Named-object pointing records
════════════════════
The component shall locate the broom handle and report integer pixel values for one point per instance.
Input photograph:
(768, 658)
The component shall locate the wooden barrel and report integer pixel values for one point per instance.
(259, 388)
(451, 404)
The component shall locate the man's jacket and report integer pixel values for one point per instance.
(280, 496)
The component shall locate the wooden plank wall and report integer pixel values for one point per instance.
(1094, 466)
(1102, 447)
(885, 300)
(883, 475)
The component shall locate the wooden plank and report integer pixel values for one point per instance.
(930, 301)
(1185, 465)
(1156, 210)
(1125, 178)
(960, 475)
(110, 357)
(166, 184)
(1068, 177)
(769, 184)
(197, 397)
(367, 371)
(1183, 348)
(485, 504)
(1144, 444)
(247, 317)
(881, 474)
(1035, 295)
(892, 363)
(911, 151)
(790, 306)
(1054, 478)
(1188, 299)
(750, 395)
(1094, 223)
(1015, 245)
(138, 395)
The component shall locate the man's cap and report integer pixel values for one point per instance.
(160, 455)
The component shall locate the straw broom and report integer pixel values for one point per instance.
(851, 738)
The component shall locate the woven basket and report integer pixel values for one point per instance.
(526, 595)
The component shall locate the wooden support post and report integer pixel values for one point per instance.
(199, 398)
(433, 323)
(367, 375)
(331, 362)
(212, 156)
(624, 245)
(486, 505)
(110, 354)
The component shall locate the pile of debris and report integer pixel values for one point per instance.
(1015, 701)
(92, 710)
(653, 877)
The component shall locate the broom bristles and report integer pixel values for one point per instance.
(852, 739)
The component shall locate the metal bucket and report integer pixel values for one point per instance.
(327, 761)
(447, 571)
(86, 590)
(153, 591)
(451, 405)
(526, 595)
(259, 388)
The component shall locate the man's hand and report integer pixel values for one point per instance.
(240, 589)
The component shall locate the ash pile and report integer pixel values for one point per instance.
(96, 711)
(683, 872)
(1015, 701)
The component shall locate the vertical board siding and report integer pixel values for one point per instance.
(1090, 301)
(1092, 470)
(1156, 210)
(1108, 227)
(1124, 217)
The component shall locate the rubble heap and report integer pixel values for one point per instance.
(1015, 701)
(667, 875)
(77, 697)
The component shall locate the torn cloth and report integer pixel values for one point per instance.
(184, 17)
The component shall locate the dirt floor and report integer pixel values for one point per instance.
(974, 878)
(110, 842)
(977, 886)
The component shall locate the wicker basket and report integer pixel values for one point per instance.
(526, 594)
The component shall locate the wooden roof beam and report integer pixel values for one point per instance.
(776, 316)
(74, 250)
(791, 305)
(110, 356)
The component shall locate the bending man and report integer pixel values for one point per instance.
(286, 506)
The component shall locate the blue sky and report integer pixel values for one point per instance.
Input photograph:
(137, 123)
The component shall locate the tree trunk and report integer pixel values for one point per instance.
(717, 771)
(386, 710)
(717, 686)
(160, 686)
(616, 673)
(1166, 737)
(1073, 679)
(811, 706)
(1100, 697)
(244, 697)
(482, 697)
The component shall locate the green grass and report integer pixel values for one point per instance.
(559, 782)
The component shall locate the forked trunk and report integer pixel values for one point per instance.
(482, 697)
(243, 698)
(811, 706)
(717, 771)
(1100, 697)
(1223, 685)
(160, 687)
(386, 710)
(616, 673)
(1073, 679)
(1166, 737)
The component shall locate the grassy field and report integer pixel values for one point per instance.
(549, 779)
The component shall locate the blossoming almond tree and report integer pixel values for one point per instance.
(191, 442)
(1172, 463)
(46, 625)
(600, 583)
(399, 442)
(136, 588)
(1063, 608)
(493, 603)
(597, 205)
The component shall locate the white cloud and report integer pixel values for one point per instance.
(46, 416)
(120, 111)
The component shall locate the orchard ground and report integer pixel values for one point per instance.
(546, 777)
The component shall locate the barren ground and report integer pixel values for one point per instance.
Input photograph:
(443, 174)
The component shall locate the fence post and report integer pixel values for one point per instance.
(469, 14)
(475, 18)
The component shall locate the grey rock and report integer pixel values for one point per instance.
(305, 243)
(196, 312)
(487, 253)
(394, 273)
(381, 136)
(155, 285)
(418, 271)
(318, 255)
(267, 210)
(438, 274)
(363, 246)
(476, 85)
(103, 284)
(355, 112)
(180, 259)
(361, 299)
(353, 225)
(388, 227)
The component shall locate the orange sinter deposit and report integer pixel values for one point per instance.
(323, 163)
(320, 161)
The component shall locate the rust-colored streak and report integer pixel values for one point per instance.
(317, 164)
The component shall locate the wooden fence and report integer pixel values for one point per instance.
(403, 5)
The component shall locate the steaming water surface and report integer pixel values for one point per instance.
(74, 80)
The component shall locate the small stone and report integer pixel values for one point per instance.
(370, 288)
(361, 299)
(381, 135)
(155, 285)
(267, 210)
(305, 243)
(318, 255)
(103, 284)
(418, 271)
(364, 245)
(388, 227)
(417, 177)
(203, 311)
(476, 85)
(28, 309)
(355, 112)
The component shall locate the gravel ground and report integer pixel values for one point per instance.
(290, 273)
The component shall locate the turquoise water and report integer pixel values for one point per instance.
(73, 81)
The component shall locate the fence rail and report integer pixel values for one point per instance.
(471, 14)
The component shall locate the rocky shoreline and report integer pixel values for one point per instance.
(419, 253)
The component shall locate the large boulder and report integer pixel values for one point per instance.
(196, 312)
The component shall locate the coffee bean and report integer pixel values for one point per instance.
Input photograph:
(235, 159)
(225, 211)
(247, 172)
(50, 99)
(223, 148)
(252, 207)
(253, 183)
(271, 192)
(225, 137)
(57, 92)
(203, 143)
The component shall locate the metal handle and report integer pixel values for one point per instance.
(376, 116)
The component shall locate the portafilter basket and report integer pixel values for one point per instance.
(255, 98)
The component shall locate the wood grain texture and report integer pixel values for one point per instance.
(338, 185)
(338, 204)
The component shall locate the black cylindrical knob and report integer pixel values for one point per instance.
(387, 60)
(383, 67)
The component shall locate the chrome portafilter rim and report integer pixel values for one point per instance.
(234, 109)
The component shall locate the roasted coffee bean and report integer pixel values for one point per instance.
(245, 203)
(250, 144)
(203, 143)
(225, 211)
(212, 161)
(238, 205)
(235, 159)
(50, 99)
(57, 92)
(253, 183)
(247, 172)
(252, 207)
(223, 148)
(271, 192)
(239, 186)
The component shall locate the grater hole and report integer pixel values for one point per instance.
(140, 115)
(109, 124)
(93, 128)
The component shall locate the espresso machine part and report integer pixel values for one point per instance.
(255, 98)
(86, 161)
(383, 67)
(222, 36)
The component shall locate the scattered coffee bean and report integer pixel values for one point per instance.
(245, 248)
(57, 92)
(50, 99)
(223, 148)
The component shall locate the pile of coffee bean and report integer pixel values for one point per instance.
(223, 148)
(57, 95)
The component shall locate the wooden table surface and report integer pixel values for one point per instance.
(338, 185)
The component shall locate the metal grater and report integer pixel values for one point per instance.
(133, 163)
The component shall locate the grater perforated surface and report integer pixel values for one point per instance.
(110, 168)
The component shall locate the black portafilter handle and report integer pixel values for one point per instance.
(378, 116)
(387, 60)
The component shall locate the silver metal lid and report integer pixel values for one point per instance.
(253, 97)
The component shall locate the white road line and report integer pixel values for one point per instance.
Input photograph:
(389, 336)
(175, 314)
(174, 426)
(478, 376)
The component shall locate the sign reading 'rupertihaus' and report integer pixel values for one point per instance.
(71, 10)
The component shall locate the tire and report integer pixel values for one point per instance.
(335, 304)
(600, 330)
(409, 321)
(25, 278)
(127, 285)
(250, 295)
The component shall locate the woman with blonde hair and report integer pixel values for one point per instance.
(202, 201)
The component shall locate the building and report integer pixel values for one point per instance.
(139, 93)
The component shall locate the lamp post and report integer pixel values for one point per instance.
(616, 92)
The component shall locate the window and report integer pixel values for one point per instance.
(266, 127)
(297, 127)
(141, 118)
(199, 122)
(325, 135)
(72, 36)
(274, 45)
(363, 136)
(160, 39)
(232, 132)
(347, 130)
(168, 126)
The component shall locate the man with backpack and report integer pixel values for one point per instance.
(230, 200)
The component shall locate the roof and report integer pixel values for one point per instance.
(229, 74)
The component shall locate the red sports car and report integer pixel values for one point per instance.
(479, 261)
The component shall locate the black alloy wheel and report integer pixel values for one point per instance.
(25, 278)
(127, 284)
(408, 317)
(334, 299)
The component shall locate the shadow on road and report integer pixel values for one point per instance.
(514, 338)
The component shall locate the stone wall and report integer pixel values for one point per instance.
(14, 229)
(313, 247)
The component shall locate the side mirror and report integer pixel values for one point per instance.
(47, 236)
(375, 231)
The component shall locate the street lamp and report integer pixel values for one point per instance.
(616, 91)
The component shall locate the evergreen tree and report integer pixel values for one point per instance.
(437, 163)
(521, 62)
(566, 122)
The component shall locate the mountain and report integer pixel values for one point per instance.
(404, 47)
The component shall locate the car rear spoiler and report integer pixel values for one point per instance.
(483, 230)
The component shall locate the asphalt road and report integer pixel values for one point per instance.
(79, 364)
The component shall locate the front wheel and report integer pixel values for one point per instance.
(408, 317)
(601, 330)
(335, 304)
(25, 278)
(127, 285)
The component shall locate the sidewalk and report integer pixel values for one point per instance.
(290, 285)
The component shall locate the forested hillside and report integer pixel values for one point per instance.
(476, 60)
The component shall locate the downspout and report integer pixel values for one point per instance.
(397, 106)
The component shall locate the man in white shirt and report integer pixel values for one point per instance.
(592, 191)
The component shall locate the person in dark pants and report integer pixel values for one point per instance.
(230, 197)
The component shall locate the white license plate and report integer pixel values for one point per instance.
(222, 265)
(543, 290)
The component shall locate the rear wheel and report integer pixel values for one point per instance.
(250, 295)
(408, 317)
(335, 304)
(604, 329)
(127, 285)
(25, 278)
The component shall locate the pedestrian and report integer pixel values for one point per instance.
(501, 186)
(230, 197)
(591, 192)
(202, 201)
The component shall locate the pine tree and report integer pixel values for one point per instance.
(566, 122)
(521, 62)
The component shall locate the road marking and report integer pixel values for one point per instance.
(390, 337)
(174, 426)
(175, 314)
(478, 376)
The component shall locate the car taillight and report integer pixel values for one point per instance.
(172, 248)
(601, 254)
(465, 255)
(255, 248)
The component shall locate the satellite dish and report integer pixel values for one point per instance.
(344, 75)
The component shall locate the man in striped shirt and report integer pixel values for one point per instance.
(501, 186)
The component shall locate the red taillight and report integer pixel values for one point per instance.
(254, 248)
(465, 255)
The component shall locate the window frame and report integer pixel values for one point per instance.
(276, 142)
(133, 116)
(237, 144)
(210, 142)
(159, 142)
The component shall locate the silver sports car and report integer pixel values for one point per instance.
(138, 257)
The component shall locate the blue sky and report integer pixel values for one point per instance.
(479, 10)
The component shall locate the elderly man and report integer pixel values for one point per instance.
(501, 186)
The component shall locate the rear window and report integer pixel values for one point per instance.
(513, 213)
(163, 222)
════════════════════
Please quote nothing but the lines from the line with "The component shall locate the satellite" through the end of the data above, exactly as written, ends included.

The component shall locate the satellite dish and report integer pixel values for one point per instance.
(344, 75)
The component shall locate the man in striped shirt and report integer pixel values for one point per instance.
(501, 186)
The component shall locate the red taillight and report integer pixel values for one point per instance.
(254, 248)
(465, 255)
The component shall locate the window frame and report integer pixel values for one point per instance.
(276, 142)
(133, 116)
(237, 144)
(210, 142)
(159, 142)
The component shall locate the silver sports car and report integer pixel values for one point per instance.
(138, 257)
The component shall locate the blue sky and report integer pixel values for one point per instance.
(479, 10)
The component shall locate the elderly man and report integer pixel values for one point per instance.
(501, 186)
The component shall locate the rear window and report integer pixel values for one point per instance.
(513, 213)
(163, 222)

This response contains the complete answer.